-- Start of THE INPUT --
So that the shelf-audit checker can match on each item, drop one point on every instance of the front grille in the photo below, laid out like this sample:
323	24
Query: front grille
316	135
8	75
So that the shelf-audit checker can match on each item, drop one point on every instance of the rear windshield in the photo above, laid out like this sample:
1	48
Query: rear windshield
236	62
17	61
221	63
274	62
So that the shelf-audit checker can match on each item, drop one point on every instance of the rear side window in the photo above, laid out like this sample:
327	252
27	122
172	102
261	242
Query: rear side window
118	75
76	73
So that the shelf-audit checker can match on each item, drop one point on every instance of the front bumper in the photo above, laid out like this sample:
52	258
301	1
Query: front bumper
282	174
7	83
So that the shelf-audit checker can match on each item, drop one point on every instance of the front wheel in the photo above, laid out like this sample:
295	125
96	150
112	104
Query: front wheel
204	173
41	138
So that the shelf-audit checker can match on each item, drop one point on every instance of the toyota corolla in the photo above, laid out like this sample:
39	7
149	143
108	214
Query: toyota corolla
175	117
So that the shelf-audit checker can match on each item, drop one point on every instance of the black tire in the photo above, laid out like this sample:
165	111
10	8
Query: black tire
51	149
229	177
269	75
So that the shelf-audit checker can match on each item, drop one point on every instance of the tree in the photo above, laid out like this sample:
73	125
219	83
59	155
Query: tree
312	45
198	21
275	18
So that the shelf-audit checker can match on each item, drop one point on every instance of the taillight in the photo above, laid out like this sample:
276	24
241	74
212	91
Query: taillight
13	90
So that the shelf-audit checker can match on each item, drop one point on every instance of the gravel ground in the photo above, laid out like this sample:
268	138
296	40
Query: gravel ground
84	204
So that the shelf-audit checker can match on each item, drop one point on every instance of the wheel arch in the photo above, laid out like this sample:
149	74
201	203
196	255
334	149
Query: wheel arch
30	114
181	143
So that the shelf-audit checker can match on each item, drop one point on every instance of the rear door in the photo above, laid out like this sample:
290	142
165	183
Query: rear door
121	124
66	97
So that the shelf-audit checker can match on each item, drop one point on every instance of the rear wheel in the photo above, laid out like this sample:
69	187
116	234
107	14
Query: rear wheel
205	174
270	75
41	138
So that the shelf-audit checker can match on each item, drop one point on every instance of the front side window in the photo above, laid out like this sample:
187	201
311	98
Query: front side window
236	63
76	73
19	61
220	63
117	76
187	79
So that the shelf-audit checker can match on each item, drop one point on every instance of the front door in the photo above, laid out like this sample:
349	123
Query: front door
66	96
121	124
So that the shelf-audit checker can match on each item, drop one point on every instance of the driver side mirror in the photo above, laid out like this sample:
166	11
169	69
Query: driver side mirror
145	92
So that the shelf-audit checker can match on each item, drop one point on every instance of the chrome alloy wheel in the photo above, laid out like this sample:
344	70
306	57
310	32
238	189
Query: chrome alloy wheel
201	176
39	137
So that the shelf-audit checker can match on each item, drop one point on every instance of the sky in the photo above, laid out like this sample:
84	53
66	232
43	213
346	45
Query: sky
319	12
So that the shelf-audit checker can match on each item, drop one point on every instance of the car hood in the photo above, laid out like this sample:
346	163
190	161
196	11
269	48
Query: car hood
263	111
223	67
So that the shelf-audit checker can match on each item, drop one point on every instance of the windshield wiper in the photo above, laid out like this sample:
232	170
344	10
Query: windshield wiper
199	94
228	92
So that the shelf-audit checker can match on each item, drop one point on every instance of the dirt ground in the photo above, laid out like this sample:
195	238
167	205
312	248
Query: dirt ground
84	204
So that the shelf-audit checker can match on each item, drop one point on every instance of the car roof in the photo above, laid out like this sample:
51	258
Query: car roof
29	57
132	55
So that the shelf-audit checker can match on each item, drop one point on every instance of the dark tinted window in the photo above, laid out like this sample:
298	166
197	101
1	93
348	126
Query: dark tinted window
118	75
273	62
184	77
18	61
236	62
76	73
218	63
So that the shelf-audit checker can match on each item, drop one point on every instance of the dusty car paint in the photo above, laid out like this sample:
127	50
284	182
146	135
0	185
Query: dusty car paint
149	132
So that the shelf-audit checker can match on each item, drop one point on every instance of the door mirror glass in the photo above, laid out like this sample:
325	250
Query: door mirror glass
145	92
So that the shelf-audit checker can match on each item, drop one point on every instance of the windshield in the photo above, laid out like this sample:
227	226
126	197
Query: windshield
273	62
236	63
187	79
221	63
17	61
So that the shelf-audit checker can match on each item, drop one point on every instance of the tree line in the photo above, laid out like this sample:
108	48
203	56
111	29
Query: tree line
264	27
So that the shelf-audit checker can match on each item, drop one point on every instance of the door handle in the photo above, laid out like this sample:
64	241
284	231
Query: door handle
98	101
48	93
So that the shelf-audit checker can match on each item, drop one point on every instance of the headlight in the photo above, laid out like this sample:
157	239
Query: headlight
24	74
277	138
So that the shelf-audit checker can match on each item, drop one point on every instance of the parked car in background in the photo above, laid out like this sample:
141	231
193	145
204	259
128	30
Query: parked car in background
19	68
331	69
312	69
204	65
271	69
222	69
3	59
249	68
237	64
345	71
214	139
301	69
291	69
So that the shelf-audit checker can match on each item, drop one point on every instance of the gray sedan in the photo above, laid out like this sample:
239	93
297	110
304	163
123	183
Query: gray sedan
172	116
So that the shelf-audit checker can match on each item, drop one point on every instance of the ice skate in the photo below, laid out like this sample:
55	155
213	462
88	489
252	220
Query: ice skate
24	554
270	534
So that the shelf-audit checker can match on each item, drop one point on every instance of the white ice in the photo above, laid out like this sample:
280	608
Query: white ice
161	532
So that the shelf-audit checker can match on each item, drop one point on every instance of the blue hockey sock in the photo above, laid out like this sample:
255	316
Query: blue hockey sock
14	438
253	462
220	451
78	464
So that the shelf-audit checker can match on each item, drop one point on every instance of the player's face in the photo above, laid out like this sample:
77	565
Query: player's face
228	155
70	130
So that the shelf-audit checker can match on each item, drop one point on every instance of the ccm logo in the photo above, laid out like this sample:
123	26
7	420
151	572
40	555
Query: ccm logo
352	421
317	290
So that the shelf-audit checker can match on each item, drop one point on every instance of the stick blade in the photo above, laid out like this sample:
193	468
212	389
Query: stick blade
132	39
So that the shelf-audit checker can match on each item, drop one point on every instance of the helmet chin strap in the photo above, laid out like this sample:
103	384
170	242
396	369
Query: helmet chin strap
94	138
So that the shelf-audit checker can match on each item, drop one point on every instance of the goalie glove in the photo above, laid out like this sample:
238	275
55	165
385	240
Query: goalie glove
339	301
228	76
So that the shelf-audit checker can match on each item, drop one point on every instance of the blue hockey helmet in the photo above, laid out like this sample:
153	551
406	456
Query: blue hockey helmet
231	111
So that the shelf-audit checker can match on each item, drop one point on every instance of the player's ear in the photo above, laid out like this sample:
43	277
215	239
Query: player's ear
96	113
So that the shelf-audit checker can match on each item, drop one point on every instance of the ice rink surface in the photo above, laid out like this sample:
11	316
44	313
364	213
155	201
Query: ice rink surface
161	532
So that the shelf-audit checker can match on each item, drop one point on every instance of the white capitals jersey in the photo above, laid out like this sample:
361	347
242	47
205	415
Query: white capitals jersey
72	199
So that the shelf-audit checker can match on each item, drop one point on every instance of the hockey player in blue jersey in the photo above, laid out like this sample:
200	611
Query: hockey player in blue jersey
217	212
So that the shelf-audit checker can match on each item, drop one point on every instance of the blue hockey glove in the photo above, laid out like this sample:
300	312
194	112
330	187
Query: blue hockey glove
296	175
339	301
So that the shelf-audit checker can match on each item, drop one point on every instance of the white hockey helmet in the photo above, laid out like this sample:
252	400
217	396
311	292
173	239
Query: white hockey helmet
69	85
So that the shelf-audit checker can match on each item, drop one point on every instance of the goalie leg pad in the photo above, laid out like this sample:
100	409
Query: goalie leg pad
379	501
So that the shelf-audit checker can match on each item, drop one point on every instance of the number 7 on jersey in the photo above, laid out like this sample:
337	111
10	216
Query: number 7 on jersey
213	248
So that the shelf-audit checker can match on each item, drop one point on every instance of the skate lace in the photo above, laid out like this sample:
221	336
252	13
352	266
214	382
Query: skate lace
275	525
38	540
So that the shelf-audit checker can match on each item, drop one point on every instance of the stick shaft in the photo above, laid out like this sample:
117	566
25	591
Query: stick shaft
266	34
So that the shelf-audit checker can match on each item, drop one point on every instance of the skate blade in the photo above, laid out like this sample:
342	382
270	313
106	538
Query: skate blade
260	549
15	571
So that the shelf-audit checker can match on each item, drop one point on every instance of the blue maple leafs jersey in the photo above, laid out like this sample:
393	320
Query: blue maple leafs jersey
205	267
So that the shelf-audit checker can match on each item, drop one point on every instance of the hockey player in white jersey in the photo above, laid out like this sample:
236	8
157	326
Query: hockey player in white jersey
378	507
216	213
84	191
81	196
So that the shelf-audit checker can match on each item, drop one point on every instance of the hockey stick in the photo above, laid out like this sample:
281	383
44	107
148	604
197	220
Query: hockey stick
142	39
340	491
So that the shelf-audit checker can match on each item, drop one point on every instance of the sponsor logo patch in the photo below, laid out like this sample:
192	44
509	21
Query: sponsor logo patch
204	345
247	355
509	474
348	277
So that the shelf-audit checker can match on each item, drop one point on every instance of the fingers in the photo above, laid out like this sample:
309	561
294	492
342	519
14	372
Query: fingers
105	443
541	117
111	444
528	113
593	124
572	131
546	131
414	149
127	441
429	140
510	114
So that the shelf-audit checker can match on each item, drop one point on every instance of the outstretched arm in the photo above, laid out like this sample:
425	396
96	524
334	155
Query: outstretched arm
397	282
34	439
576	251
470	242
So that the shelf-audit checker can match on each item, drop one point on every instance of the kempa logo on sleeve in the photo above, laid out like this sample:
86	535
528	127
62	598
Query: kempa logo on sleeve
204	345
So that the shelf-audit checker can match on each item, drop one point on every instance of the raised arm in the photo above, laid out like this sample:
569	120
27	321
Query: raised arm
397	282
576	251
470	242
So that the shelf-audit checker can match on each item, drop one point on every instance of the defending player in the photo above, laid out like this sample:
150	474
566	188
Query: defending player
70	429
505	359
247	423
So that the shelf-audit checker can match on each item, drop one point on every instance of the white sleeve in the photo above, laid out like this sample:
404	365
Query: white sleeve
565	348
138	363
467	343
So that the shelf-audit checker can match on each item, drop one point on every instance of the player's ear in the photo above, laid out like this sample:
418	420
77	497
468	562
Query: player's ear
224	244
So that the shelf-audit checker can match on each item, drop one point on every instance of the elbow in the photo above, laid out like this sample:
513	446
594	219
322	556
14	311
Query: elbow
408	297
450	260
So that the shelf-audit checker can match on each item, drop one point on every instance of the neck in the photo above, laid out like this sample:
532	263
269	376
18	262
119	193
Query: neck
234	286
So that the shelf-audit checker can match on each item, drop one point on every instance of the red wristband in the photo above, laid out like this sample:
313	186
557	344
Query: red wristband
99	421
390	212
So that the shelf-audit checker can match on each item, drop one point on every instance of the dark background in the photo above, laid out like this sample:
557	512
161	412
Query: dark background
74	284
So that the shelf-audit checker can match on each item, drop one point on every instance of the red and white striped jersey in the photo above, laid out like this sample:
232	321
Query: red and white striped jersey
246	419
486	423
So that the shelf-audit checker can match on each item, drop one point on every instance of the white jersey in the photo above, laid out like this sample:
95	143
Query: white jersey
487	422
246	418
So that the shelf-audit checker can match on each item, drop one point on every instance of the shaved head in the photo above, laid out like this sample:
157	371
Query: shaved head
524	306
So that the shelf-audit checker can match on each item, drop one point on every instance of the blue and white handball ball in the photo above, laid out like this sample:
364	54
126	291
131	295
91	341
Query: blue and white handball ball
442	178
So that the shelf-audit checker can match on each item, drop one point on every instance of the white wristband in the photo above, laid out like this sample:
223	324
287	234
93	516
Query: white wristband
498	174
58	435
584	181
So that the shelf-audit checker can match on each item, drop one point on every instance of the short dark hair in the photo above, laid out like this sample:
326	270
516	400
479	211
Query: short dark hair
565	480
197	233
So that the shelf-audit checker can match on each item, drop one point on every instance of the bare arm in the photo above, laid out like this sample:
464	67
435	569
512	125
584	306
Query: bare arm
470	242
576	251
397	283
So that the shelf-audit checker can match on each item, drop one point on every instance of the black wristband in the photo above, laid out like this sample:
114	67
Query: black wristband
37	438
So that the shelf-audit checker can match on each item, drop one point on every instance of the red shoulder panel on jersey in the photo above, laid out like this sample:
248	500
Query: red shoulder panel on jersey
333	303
-- End of THE INPUT --
WHAT TO PRODUCE ::
Output, unchanged, the lines from the line with "of the shaved" through the final line of the material.

THE COMPLETED TASK ::
So that the shelf-audit checker can match on each item, drop one point on every instance of the shaved head in the photo above, laid out like this sample:
157	371
Query: shaved head
524	306
So that the shelf-audit checker can match on each item, drop one point on every instance of the blue and white handball ball in the photo above, laid out like this sample:
364	54
126	291
131	295
91	341
Query: blue and white handball ball
442	178
So that the shelf-audit checker can match on each item, drop one point on every instance of the white wristband in the photo above, laid out like this sample:
223	324
287	234
93	516
Query: white wristband
498	174
58	435
584	181
So that the shelf-audit checker can match on each item, drop one point on every instance of the short dark hair in the photo above, laid out like this sample:
326	270
516	400
479	211
Query: short dark hair
565	480
197	233
So that the shelf-audit checker can match on each item, drop one point on every instance of the bare arm in the photo above, laid out like this sample:
464	67
435	569
512	125
584	306
Query: bare arm
470	242
576	251
397	283
So that the shelf-audit checker can match on each item, drop one point on every instance of the black wristband in the photo above, laid out like this sample:
114	67
Query: black wristband
37	438
So that the shelf-audit checker can match on each item, drop one point on every instance of the red shoulder panel on jersey in the photo above, laid out like this sample:
248	500
Query: red shoulder panel on jersey
333	303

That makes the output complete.